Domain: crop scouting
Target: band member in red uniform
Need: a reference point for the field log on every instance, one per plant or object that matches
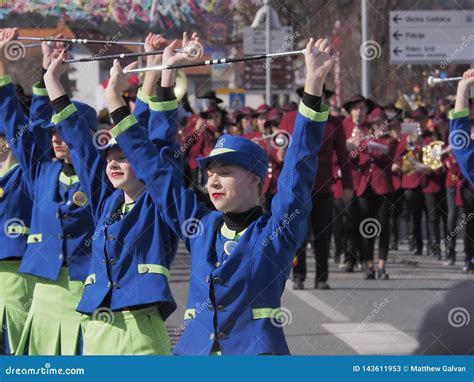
(409, 159)
(454, 184)
(433, 190)
(358, 107)
(375, 191)
(322, 199)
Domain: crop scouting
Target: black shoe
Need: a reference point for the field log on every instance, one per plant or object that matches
(321, 285)
(449, 262)
(382, 275)
(298, 285)
(349, 267)
(370, 275)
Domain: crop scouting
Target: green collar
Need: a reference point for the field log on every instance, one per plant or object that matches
(68, 180)
(126, 208)
(229, 234)
(5, 171)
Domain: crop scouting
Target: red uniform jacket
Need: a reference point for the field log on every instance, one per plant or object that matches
(334, 142)
(414, 179)
(376, 167)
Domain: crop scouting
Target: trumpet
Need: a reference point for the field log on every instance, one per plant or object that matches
(432, 154)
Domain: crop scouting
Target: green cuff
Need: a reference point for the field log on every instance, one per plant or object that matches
(458, 114)
(143, 97)
(58, 118)
(5, 80)
(322, 116)
(164, 106)
(124, 124)
(39, 91)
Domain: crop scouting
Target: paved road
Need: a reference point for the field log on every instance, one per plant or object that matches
(355, 316)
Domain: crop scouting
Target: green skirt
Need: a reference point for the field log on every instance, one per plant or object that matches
(16, 291)
(53, 326)
(127, 332)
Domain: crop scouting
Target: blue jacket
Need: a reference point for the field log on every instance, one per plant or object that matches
(60, 226)
(132, 252)
(461, 142)
(237, 303)
(15, 202)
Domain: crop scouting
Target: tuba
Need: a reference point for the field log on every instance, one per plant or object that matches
(432, 154)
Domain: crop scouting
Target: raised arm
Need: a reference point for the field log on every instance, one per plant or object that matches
(460, 138)
(18, 128)
(74, 129)
(291, 205)
(155, 164)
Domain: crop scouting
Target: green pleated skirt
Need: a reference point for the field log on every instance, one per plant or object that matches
(128, 332)
(16, 292)
(53, 326)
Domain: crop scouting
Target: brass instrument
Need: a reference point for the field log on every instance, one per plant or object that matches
(432, 154)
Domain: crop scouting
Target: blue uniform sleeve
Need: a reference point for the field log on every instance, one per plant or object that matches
(142, 109)
(19, 132)
(41, 113)
(158, 165)
(292, 205)
(88, 162)
(461, 143)
(163, 124)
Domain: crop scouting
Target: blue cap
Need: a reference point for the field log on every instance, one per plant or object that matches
(230, 149)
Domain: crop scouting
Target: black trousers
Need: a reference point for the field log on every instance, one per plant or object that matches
(396, 210)
(468, 205)
(415, 203)
(339, 227)
(320, 225)
(352, 242)
(453, 215)
(377, 209)
(434, 211)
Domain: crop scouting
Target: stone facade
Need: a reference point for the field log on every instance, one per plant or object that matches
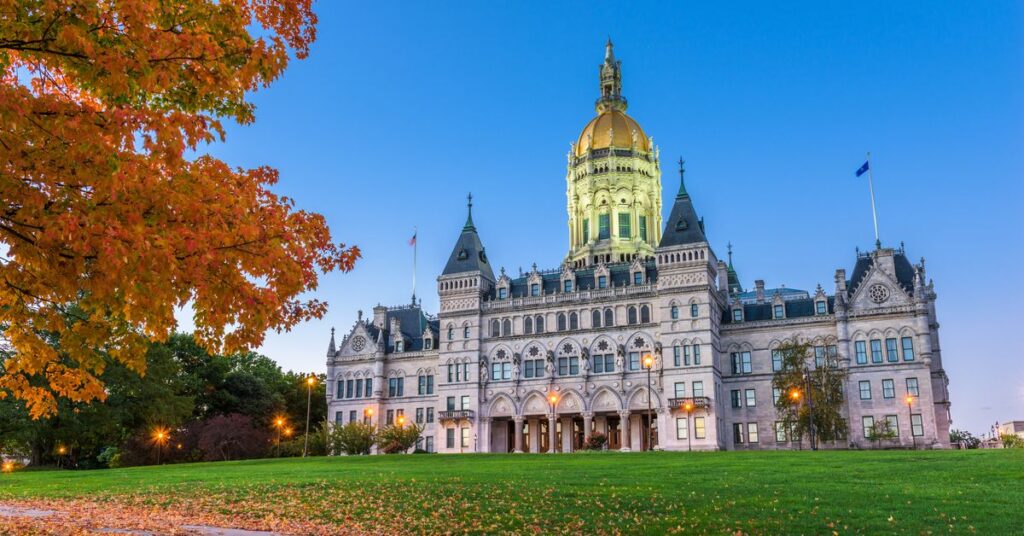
(646, 337)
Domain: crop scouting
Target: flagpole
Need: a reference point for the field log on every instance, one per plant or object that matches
(875, 213)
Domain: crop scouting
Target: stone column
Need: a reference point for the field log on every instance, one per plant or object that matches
(626, 429)
(552, 437)
(517, 433)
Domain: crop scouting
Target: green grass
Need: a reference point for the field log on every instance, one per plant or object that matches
(654, 493)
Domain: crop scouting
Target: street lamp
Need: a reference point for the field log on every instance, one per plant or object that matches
(689, 433)
(909, 416)
(648, 363)
(553, 399)
(310, 381)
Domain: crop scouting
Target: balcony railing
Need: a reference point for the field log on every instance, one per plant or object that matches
(698, 403)
(455, 414)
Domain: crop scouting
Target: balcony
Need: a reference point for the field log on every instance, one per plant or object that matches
(455, 414)
(699, 403)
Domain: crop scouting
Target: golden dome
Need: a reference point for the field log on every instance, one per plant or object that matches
(595, 134)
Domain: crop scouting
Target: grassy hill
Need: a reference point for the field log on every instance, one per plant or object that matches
(654, 493)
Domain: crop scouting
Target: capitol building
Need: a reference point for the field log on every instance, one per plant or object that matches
(643, 333)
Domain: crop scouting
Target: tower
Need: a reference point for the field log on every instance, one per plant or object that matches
(613, 181)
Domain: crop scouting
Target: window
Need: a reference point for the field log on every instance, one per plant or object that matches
(395, 386)
(741, 363)
(893, 422)
(568, 366)
(911, 387)
(865, 390)
(888, 388)
(907, 348)
(916, 425)
(861, 349)
(867, 422)
(892, 356)
(681, 428)
(876, 351)
(603, 224)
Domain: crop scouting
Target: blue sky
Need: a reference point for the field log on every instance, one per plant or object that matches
(402, 109)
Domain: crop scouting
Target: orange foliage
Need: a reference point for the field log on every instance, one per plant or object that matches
(107, 227)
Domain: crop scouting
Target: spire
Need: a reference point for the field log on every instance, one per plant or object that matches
(469, 216)
(682, 181)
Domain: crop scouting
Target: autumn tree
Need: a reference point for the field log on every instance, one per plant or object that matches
(113, 217)
(804, 383)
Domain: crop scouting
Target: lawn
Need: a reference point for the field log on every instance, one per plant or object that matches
(652, 493)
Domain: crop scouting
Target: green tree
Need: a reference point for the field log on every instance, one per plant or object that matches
(802, 384)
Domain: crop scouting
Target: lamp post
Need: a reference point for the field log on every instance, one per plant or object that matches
(689, 409)
(909, 416)
(310, 381)
(553, 399)
(648, 363)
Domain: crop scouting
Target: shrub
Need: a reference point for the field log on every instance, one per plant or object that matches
(352, 439)
(595, 441)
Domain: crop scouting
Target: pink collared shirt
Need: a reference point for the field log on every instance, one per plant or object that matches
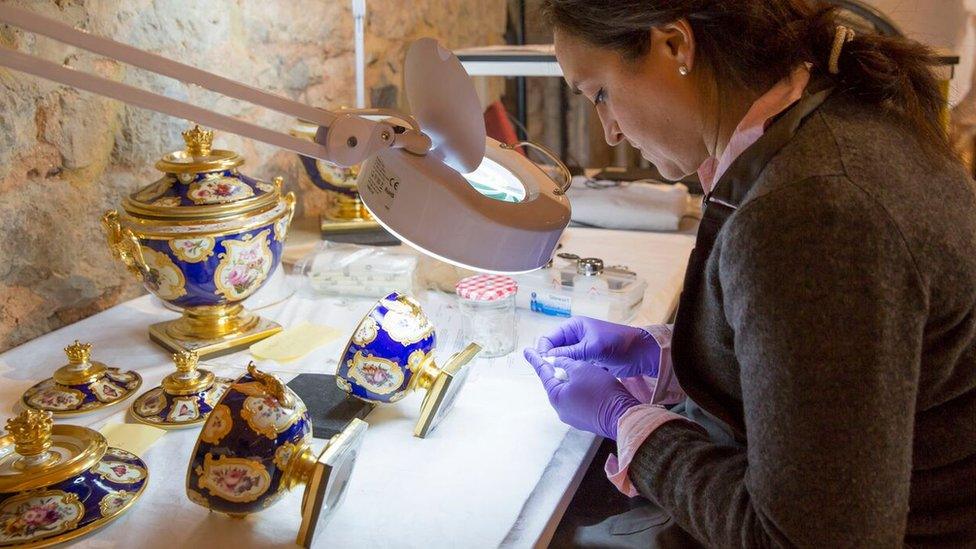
(639, 422)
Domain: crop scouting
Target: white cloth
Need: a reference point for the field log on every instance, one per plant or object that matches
(636, 206)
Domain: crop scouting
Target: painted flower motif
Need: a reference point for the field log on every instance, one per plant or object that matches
(114, 502)
(197, 497)
(244, 266)
(219, 191)
(56, 399)
(218, 425)
(184, 410)
(32, 515)
(265, 415)
(118, 375)
(192, 250)
(163, 278)
(234, 479)
(377, 375)
(407, 327)
(365, 332)
(106, 391)
(151, 403)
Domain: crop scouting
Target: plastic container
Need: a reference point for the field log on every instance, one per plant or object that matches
(488, 305)
(614, 293)
(358, 271)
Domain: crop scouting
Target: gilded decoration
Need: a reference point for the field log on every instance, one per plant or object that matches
(218, 190)
(197, 497)
(162, 276)
(120, 453)
(244, 266)
(365, 332)
(31, 516)
(119, 472)
(192, 250)
(284, 453)
(234, 479)
(113, 502)
(219, 423)
(377, 375)
(266, 415)
(151, 403)
(184, 409)
(167, 201)
(106, 391)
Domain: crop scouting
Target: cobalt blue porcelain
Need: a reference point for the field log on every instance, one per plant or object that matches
(71, 507)
(243, 451)
(387, 350)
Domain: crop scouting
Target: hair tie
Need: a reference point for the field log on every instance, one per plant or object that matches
(842, 36)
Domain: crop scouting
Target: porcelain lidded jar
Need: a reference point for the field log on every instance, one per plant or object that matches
(59, 482)
(203, 238)
(391, 353)
(256, 445)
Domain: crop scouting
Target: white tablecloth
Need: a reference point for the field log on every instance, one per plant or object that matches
(498, 471)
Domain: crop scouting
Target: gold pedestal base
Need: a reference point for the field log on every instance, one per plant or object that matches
(163, 333)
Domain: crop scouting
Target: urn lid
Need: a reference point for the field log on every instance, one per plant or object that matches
(201, 182)
(36, 453)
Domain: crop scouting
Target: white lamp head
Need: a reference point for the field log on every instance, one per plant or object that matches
(470, 201)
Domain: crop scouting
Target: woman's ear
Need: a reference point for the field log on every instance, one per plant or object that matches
(676, 41)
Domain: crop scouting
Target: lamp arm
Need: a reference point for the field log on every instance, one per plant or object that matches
(343, 139)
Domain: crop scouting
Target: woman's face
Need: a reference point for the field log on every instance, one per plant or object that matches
(647, 101)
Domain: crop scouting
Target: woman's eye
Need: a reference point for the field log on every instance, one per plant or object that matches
(600, 97)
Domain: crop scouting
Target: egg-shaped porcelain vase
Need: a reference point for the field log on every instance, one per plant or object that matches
(391, 352)
(255, 446)
(203, 238)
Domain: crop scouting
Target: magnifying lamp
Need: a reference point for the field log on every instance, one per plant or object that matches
(439, 185)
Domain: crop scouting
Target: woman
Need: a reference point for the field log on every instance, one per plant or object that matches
(826, 334)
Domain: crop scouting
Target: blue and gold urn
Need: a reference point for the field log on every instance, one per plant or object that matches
(391, 353)
(82, 385)
(58, 482)
(256, 445)
(203, 238)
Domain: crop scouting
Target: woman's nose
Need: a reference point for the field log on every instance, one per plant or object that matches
(612, 133)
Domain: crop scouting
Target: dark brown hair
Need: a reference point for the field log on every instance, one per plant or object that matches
(752, 44)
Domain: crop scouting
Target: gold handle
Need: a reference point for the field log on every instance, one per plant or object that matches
(124, 245)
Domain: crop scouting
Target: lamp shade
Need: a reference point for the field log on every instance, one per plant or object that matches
(505, 217)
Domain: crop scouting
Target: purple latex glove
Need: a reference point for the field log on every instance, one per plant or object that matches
(590, 398)
(623, 350)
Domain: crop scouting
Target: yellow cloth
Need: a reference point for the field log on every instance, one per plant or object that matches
(135, 438)
(295, 342)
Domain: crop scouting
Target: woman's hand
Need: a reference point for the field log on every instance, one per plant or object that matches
(587, 397)
(623, 350)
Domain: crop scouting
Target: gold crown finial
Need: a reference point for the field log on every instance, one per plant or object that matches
(78, 353)
(31, 431)
(186, 361)
(272, 385)
(198, 141)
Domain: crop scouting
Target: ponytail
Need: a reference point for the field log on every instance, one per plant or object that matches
(752, 44)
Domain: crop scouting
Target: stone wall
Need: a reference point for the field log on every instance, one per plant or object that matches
(66, 156)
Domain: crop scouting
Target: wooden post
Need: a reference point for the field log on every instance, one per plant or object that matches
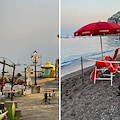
(82, 70)
(12, 82)
(25, 78)
(3, 70)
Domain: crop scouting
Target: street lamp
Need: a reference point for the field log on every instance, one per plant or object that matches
(35, 59)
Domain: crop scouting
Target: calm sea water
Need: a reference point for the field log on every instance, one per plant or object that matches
(87, 47)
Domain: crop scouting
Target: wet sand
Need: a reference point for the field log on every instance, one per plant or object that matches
(89, 101)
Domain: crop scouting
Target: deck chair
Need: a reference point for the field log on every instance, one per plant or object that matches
(103, 66)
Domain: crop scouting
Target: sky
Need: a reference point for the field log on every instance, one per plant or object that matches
(26, 26)
(77, 13)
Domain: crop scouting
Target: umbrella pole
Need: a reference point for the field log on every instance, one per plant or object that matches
(101, 46)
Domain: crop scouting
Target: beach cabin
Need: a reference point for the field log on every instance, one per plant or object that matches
(48, 70)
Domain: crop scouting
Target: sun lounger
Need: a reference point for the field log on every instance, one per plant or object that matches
(106, 64)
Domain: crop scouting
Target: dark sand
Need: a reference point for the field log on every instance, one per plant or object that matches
(89, 101)
(31, 107)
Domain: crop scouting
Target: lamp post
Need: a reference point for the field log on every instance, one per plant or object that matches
(35, 59)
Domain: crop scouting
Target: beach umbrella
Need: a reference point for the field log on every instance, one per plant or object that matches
(98, 28)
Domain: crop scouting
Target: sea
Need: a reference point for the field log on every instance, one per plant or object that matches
(87, 47)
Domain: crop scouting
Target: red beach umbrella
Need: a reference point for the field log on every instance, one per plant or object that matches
(98, 28)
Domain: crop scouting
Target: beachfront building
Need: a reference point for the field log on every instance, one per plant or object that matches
(48, 70)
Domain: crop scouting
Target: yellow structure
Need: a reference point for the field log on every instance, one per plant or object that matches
(48, 70)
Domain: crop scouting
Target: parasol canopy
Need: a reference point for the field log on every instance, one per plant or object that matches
(98, 28)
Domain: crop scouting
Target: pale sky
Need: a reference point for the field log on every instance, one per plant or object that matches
(28, 25)
(77, 13)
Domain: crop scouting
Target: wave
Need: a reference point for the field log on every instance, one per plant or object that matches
(75, 58)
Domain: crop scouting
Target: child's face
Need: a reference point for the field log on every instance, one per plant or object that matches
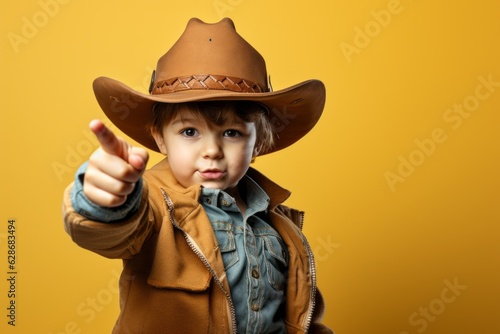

■ **Task goal**: Locate every line in the items above that contains the word "black" and copy each one.

■ **In response**:
Target: black shoe
Target: black trousers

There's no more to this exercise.